— Extracted information —
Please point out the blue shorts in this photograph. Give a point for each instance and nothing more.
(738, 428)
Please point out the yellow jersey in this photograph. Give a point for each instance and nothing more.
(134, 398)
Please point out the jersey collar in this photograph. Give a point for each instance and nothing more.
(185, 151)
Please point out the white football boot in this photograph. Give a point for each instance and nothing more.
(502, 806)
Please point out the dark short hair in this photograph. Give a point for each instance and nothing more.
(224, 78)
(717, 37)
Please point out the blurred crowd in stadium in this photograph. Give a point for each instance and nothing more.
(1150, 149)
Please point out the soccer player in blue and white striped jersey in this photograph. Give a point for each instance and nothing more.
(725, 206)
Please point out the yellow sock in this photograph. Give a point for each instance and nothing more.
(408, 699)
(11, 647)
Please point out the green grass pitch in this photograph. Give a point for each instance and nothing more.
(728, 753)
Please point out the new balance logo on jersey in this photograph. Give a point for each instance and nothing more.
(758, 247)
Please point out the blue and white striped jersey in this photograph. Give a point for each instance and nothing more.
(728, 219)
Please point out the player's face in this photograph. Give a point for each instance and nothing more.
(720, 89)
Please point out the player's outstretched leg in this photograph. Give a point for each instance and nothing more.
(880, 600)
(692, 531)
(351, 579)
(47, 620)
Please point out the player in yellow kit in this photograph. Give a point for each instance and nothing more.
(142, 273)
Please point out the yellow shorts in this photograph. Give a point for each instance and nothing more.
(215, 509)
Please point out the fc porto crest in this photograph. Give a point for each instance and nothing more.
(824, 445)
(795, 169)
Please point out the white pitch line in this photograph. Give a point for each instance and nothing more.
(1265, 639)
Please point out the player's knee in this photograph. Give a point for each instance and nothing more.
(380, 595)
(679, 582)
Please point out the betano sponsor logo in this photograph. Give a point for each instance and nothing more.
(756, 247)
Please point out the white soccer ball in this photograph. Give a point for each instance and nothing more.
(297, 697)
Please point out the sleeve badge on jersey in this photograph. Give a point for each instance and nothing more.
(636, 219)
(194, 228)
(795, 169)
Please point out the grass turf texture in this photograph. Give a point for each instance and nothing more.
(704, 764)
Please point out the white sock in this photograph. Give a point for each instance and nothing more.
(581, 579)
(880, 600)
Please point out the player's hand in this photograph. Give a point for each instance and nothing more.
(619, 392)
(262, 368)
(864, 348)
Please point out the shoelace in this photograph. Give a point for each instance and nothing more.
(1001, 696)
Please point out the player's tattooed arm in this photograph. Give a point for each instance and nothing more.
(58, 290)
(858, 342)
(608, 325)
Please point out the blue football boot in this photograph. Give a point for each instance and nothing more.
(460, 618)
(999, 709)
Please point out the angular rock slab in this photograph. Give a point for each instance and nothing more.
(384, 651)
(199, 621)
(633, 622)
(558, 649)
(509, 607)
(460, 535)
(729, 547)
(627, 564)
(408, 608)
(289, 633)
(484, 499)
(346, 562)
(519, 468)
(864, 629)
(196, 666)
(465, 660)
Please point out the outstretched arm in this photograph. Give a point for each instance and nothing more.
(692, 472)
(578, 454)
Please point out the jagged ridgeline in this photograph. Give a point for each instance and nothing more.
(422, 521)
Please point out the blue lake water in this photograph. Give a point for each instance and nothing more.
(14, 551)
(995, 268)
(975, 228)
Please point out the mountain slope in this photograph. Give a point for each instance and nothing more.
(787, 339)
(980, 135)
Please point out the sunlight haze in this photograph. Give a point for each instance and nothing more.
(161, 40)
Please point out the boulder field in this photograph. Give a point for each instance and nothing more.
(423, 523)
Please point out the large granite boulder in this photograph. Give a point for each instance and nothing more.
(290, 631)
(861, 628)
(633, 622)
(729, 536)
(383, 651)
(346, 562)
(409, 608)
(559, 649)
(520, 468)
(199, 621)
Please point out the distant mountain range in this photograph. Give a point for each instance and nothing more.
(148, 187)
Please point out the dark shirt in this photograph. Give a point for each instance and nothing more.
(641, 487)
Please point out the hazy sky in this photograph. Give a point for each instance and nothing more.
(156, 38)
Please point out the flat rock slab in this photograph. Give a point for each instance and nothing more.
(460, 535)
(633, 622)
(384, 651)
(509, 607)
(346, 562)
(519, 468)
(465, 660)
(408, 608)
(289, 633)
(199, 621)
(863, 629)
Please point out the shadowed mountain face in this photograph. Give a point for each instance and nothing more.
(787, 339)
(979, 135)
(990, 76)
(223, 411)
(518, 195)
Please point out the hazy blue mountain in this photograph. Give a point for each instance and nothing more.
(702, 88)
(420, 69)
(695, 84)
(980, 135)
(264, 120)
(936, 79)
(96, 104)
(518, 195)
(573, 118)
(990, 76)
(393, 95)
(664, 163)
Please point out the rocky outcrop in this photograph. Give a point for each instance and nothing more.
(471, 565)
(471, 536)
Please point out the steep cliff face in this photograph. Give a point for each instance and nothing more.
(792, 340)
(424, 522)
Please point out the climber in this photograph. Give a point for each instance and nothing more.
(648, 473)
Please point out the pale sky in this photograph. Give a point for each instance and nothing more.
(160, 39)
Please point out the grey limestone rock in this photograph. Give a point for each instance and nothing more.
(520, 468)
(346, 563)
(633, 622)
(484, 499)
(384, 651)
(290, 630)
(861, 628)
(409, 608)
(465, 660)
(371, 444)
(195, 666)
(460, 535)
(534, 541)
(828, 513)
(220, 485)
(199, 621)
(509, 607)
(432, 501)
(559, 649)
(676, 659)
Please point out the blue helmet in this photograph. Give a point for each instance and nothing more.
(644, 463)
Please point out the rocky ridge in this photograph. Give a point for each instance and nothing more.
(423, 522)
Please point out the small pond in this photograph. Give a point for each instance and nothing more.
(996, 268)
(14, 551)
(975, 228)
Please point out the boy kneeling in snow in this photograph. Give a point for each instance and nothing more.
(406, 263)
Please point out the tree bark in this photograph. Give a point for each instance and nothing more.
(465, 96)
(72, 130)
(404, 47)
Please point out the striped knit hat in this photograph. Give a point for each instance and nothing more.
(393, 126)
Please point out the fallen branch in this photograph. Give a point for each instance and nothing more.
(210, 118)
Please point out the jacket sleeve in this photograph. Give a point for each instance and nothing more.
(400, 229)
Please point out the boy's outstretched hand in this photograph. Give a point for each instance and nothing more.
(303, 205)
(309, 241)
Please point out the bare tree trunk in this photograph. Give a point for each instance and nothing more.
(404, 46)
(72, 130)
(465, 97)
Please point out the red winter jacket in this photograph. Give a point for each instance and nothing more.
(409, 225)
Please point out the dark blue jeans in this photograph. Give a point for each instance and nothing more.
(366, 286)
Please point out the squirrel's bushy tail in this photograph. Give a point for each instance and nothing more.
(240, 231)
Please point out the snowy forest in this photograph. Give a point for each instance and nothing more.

— Requirement —
Without omission, return all of the records exactly as given.

— Completed exercise —
Please point out the blue shorts in this photograph. Give a point for each instance and nothing more.
(738, 428)
Please point out the yellow jersey in this photograph. Give a point for each instance and nothing more.
(134, 398)
Please point out the jersey collar in this photograph. Give a point for each instance and nothing more.
(185, 151)
Please point out the white football boot in this photograph. Give a point for each instance and nothing more.
(502, 806)
Please point out the dark short hair in this photograph. Give a point for each instance and nothing more.
(224, 78)
(717, 37)
Please point out the blurred crowd in stadium in this photograph. Give a point for each instance and nothing more.
(1150, 149)
Please point out the soccer player in blue and white striped jersey in this photograph. Give a point for each instance and nothing more.
(725, 206)
Please point out the yellow sock in this photograph. Give a point for each instance and nothing more.
(408, 699)
(11, 647)
Please point out the green grass pitch in this photograph. Give a point for each instance and nothing more.
(728, 753)
Please point out the new balance logo on jersey in this photograph. Give a point for each instance and nothing more.
(758, 247)
Please point out the blue and white striped jersey in this photograph. Give a point for each instance and nothing more.
(728, 219)
Please point out the player's face in this photograph. Give a point for each instance and nothing more.
(720, 89)
Please point out the player's outstretched leg in this photograph. Give a point for each instance and nothing more.
(880, 600)
(692, 531)
(351, 579)
(47, 620)
Please point out the player in yellow kit in this photograph. Give a point for each instance and nothing more.
(142, 273)
Please point out the yellow shorts in this photograph. Give a point for each instance and nothing more.
(215, 509)
Please point out the fc porto crest in this photograph. Give a point for each instance and nothing more.
(824, 445)
(795, 169)
Please point out the white pitch line in this photograph. Give a point for each instance and nothing more.
(1265, 639)
Please point out the player's knee in this photograph. Give a point for each instance and nothing more.
(380, 595)
(679, 582)
Please point out the betano sponsor logo in this photograph. Give a point for each instance and nothing more.
(756, 247)
Please point out the white soccer ball in this photograph. Give a point for each instance and nothing more.
(297, 697)
Please point out the sleeve badge on jersey in this photograph. Give a point for each instance and nothing more.
(636, 219)
(194, 228)
(795, 169)
Please point out the grass turf texture in this photograph. Give a point for each instance and nothing more.
(704, 764)
Please point out the white sock in this photograph. Give a point for each instance and nothing more.
(581, 579)
(880, 600)
Please point out the player's hand in this photograph. Give a point for each instance and nothing more.
(619, 392)
(262, 368)
(864, 348)
Please point out the shoelace in this photograph. Give a point for each instance and nothing more.
(1001, 696)
Please point out the player's tattooed arm in this photograph. Give a point for each instance and nothing more.
(58, 290)
(858, 342)
(608, 325)
Please point out the blue football boot in this photograph. Give a point for each instance and nothing more.
(460, 618)
(999, 709)
Please point out the angular rock slab in this photograph. Give a point for each instance and nothing more.
(384, 651)
(199, 621)
(633, 622)
(558, 649)
(509, 607)
(460, 535)
(729, 547)
(627, 564)
(408, 608)
(289, 633)
(484, 499)
(346, 562)
(519, 468)
(864, 629)
(196, 666)
(465, 660)
Please point out the outstretched arm in this photograph. Give a point for each instance and nothing more.
(692, 472)
(578, 454)
Please point out the jagged ridgeline in this photograph. Give a point for each instance and nothing more.
(422, 521)
Please point out the blue lake water in this photograph. Give a point for each instance and nothing more.
(14, 551)
(995, 268)
(975, 228)
Please point out the mountain slope in this photograph. Give a point for each instance and nothing more.
(787, 339)
(980, 135)
Please point out the sunlight haze in this photograph. Give a point for each instance and nothing more.
(161, 40)
Please point out the boulder field in this photograph. Give a point for each instance and nothing more.
(423, 523)
Please point out the large granite boulder in this photograph. Give a point for each instance and nothing more.
(290, 631)
(861, 628)
(633, 622)
(729, 536)
(383, 651)
(346, 562)
(409, 608)
(559, 649)
(520, 468)
(199, 621)
Please point out the distant mountain range in this photograph. Give a point for each instance and nothing more.
(148, 187)
Please point out the dark shirt in this photograph. Give a point for each instance and nothing more.
(641, 487)
Please point out the hazy sky in this photograph. Give a point for each instance and nothing more.
(156, 38)
Please point out the flat rock slab in this photograph. Give a point for each instance and nothing more.
(460, 535)
(633, 622)
(384, 651)
(509, 607)
(346, 562)
(519, 468)
(465, 660)
(408, 608)
(289, 633)
(199, 621)
(863, 629)
Please point out the shadowed mountain face in this photograph. Give a point for each instance and nothing more.
(787, 339)
(979, 135)
(990, 76)
(223, 411)
(518, 195)
Please point out the hazy blue mountain in this photograph. Give a point for each instance and nothing more.
(702, 88)
(420, 69)
(695, 84)
(980, 135)
(264, 120)
(936, 79)
(96, 104)
(518, 195)
(573, 118)
(990, 76)
(393, 95)
(664, 163)
Please point out the rocky outcrop in this photograph. Give a point for each instance and nothing more.
(471, 565)
(471, 536)
Please point out the steep cliff face in this photograph. Give a point for each instance and nothing more.
(792, 340)
(424, 522)
Please point out the climber in this photograph. Give a point for each instance and nothing more.
(648, 473)
Please point out the pale sky in this photograph. Give a point for each instance and nothing more.
(160, 39)
Please point out the grey limestone rock in this photograph. Give a point for each instance and nothing more.
(520, 468)
(346, 563)
(633, 622)
(484, 499)
(384, 651)
(290, 630)
(861, 628)
(409, 608)
(465, 660)
(371, 444)
(195, 666)
(460, 535)
(534, 541)
(828, 513)
(220, 485)
(199, 621)
(509, 607)
(432, 501)
(559, 649)
(676, 659)
Please point out the blue helmet in this photograph. Give a point for each instance and nothing more.
(644, 463)
Please point out the rocky ridge in this photograph. Give a point for each instance and nothing more.
(423, 522)
Please point out the small pond in this photograph. Give a point for each instance and nothing more.
(996, 268)
(14, 551)
(975, 228)
Please point out the boy kneeling in snow in this photograph. Give a point for each instance and nothing more.
(406, 263)
Please point out the tree bark in this photograph. Give a point for each instance and nothing more.
(465, 96)
(72, 130)
(404, 47)
Please point out the striped knit hat in this photograph. Give a point for each instance and nothing more.
(393, 126)
Please point out the fallen branch in this photograph. Give a point for each instance and nothing more.
(210, 118)
Please point out the jacket sleeve in this photograph. Give a point for each instance and nothing more.
(400, 229)
Please point out the boy's outstretched hand in this photograph. Give a point for each instance and nothing more.
(303, 205)
(309, 241)
Please point out the bare tree trunk in this photograph. Give a point for each instance and nothing more.
(404, 46)
(72, 130)
(465, 97)
Please point out the red winter jacket in this photograph. Give a point for each instance and nothing more.
(409, 225)
Please point out the dark blue jeans in this photograph. Give a point for each instance and nothing more.
(366, 286)
Please point out the squirrel's bushy tail in this photograph. Give a point for each instance and nothing more.
(240, 231)
Please point out the snowy forest in this photograph. Give a point for each instance and nothing more.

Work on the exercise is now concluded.